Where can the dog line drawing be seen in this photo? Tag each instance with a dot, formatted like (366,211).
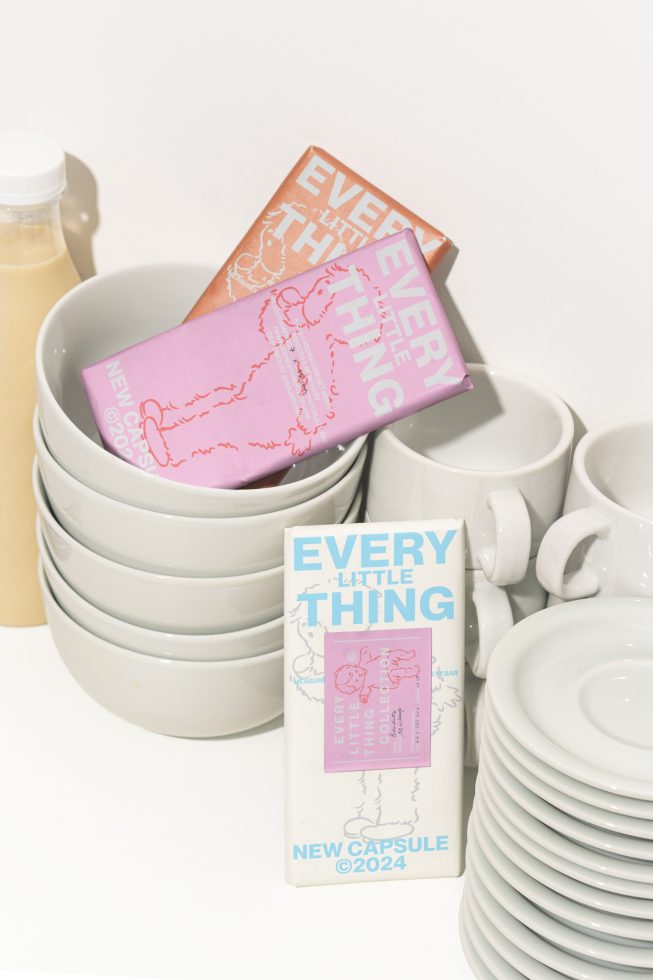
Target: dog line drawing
(351,678)
(284,317)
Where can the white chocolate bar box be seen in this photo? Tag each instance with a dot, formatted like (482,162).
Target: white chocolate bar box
(374,718)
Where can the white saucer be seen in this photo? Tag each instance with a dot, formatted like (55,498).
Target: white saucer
(514,957)
(556,844)
(615,823)
(637,851)
(484,960)
(554,872)
(604,955)
(577,916)
(574,684)
(477,964)
(626,805)
(540,953)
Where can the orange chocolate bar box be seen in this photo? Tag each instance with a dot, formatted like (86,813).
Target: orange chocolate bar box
(322,210)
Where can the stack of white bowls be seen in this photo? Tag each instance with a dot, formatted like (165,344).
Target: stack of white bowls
(560,854)
(164,600)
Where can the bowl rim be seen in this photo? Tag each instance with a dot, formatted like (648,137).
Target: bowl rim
(559,451)
(150,661)
(183,521)
(51,571)
(46,515)
(46,393)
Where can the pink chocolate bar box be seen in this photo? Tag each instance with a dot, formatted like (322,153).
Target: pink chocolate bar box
(250,388)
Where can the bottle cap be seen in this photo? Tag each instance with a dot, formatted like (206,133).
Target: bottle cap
(32,169)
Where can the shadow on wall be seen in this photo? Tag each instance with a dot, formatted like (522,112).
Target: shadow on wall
(470,349)
(79,215)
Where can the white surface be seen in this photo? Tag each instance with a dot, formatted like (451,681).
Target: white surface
(128,853)
(521,130)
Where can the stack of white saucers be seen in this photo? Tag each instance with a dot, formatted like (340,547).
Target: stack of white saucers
(560,854)
(164,600)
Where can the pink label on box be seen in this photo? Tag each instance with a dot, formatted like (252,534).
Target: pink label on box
(377,700)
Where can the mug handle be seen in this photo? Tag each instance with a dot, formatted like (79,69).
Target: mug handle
(556,549)
(494,616)
(506,562)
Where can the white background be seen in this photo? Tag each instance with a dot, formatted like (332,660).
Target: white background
(522,130)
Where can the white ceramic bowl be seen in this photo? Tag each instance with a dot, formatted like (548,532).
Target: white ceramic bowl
(173,697)
(104,315)
(184,545)
(237,645)
(173,603)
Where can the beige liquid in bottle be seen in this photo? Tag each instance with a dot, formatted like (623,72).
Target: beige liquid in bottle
(35,271)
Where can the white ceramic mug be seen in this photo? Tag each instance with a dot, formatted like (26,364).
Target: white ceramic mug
(497,456)
(603,543)
(491,610)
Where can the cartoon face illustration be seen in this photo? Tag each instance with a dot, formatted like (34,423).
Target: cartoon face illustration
(350,678)
(271,251)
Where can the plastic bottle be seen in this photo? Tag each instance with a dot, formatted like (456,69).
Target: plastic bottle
(35,271)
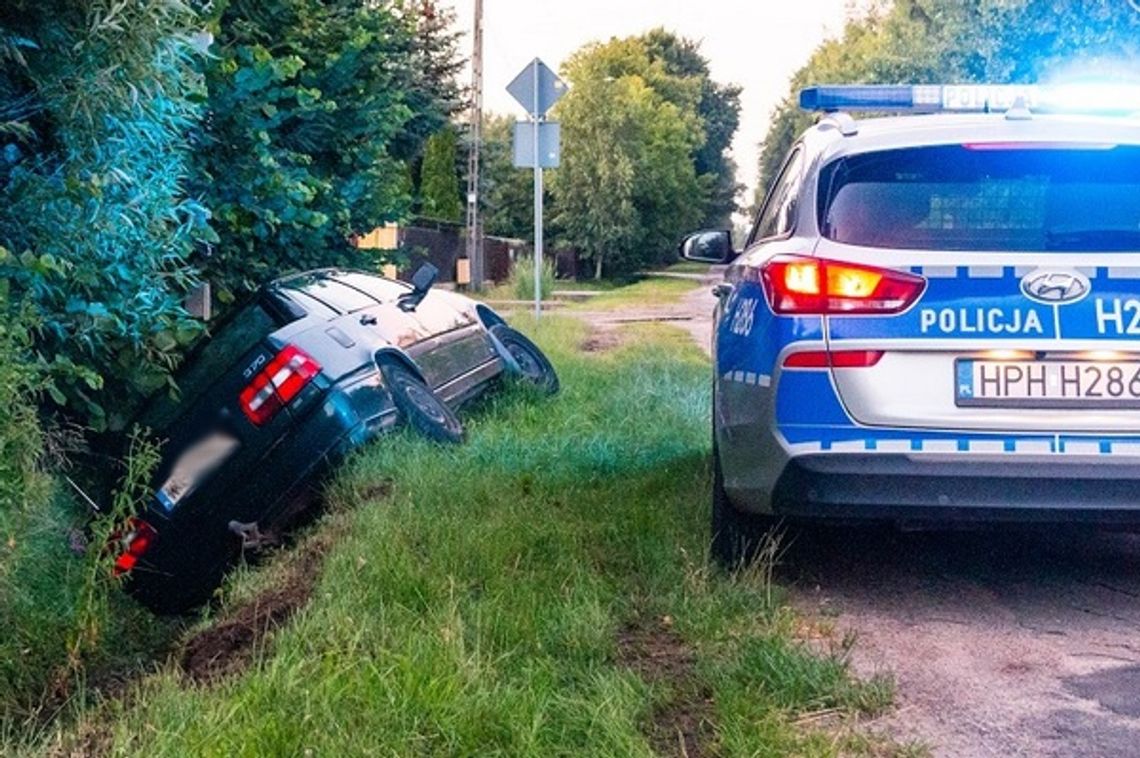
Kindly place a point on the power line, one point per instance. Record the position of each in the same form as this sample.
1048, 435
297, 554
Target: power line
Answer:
474, 222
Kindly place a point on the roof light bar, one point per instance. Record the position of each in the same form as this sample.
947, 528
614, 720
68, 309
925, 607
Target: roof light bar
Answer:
1091, 98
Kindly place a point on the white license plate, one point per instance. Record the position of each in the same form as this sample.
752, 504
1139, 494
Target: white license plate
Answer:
1048, 383
194, 466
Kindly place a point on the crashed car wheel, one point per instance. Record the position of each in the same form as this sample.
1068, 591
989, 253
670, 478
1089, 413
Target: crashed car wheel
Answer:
735, 535
532, 365
420, 407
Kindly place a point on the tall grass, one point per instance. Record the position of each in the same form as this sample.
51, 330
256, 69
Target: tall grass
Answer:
521, 280
477, 604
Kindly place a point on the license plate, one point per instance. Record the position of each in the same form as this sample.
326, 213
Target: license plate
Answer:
194, 466
1048, 383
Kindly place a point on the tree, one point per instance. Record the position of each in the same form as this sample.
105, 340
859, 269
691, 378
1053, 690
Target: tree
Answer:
96, 100
316, 107
439, 185
507, 193
927, 41
627, 188
718, 107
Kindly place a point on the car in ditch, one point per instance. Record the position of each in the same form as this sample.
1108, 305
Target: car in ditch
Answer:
316, 366
936, 316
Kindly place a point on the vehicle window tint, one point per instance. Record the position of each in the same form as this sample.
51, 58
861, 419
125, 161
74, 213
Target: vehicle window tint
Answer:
962, 198
331, 292
382, 290
778, 218
209, 361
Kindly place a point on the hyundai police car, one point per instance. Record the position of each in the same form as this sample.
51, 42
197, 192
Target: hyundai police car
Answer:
936, 316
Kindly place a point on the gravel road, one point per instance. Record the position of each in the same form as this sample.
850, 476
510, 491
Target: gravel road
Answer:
1002, 643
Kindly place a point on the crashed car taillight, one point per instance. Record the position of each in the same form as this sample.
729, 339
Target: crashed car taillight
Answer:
132, 545
290, 372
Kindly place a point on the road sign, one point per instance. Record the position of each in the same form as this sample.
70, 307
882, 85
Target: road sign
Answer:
537, 88
550, 145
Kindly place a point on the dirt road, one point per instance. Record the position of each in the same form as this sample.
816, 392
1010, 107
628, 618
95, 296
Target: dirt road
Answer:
1002, 643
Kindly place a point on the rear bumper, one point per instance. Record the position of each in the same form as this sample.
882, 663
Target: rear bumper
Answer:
902, 488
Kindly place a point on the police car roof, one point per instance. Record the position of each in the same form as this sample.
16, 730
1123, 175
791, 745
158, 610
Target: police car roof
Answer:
893, 132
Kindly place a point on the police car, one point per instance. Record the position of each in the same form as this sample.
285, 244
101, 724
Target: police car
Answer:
936, 316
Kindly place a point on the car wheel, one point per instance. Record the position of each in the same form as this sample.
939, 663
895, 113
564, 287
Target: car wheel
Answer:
420, 407
735, 535
532, 364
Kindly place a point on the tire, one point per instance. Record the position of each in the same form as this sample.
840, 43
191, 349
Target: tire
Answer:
735, 535
534, 366
420, 407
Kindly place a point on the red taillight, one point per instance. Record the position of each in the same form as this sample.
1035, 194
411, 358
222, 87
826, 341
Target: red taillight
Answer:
132, 545
277, 384
813, 285
837, 359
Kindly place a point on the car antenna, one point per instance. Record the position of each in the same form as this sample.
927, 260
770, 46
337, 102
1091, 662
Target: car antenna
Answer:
95, 506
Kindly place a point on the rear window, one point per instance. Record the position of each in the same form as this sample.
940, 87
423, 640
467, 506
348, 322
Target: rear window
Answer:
985, 198
330, 292
208, 363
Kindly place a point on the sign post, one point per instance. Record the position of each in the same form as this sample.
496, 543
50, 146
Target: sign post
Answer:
537, 89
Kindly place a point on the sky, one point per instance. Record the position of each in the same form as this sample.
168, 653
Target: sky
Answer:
755, 43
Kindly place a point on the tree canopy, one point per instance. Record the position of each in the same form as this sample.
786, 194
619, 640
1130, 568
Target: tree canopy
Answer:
645, 133
996, 41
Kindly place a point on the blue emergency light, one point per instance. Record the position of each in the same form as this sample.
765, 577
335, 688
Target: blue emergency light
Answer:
1084, 97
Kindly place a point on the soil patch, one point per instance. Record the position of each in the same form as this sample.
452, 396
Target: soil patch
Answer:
228, 646
601, 341
682, 726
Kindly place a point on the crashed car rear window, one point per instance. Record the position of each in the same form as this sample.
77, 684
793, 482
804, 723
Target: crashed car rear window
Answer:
985, 197
208, 363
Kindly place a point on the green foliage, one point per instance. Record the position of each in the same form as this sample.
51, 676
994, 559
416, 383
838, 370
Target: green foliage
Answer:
439, 185
928, 41
718, 108
63, 614
315, 108
627, 188
96, 100
521, 279
507, 193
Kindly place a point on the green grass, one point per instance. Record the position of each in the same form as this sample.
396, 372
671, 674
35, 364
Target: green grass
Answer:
475, 602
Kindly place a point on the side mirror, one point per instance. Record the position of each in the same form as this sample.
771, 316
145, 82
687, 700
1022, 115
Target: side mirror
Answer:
708, 247
422, 282
424, 278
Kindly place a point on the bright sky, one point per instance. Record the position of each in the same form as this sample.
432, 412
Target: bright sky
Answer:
755, 43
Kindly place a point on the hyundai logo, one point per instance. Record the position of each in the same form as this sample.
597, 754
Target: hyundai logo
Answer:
1056, 287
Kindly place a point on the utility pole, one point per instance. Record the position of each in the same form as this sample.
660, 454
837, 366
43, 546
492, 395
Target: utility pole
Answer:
474, 222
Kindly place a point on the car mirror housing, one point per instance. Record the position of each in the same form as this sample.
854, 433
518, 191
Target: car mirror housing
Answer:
709, 246
422, 282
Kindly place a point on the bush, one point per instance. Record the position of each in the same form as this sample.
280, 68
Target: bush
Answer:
94, 213
522, 278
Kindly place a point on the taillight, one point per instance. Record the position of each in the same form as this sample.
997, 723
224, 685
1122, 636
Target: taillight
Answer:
836, 359
813, 285
277, 384
132, 544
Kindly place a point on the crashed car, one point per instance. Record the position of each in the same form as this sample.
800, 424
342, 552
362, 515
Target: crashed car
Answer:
935, 317
316, 366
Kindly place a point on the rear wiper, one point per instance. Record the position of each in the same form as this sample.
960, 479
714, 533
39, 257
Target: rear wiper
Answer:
1093, 239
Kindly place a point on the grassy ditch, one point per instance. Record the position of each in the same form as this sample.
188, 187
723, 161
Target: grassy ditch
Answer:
542, 589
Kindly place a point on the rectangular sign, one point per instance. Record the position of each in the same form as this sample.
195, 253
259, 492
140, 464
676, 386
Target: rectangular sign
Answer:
550, 145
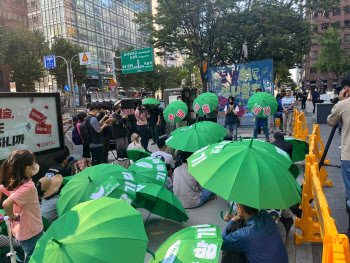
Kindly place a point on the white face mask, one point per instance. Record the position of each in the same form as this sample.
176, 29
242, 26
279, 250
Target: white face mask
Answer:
37, 167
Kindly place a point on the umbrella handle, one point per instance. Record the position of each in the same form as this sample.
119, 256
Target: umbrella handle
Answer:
153, 255
222, 212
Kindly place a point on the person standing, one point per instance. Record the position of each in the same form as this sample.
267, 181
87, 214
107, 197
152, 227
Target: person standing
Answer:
95, 129
86, 148
303, 99
154, 121
341, 113
118, 128
231, 119
23, 200
287, 115
106, 139
315, 98
141, 115
264, 122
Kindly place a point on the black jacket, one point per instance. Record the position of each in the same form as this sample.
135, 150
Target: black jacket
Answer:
285, 146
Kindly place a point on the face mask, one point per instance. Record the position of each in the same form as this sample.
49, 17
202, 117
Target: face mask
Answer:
37, 167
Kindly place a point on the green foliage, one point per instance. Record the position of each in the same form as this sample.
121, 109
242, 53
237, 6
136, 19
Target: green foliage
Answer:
332, 57
215, 30
64, 48
23, 51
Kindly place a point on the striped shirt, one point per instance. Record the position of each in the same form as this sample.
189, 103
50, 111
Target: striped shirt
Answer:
287, 102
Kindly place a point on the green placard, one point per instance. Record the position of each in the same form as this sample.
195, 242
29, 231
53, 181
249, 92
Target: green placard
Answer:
135, 61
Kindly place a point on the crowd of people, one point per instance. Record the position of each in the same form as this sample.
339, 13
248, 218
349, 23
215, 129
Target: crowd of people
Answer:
250, 235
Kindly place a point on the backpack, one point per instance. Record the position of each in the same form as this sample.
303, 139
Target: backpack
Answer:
85, 131
76, 137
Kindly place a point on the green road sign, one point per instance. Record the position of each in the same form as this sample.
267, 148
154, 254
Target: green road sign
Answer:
135, 61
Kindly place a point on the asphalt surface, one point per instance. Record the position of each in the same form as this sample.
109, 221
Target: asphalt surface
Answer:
159, 229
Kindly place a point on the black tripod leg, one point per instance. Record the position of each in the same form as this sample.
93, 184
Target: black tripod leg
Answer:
330, 138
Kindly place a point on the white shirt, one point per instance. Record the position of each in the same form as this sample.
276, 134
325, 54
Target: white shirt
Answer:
167, 157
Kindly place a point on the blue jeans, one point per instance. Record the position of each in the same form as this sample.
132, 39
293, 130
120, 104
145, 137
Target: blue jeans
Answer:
256, 128
154, 132
29, 245
96, 155
345, 170
206, 194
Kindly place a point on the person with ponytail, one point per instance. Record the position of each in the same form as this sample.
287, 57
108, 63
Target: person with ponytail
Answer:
22, 204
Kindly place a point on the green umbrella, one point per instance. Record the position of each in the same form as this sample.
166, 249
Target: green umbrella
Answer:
250, 172
192, 244
213, 129
300, 149
150, 170
262, 104
175, 112
160, 201
191, 138
205, 103
80, 188
137, 154
150, 101
103, 230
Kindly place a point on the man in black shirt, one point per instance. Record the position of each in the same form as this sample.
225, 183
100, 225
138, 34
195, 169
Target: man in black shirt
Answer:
154, 121
282, 144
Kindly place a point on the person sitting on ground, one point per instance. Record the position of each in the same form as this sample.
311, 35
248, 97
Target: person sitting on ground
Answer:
282, 144
48, 191
61, 167
135, 142
186, 187
122, 158
161, 153
260, 239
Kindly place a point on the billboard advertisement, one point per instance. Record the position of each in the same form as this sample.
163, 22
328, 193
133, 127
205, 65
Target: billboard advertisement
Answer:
30, 121
241, 81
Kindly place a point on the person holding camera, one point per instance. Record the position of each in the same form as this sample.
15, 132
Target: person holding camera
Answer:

[What to work on] Search the records above for the string "mask" and copy each line that holds it.

[Exercise answer]
Kindly place a point on the white face mask, one point per instance. Record the position of each in the same form as this sample.
Target: white face mask
Kindly place a point on the face mask, one point per instance. Record the position of each in the same form as this sample.
Target: face mask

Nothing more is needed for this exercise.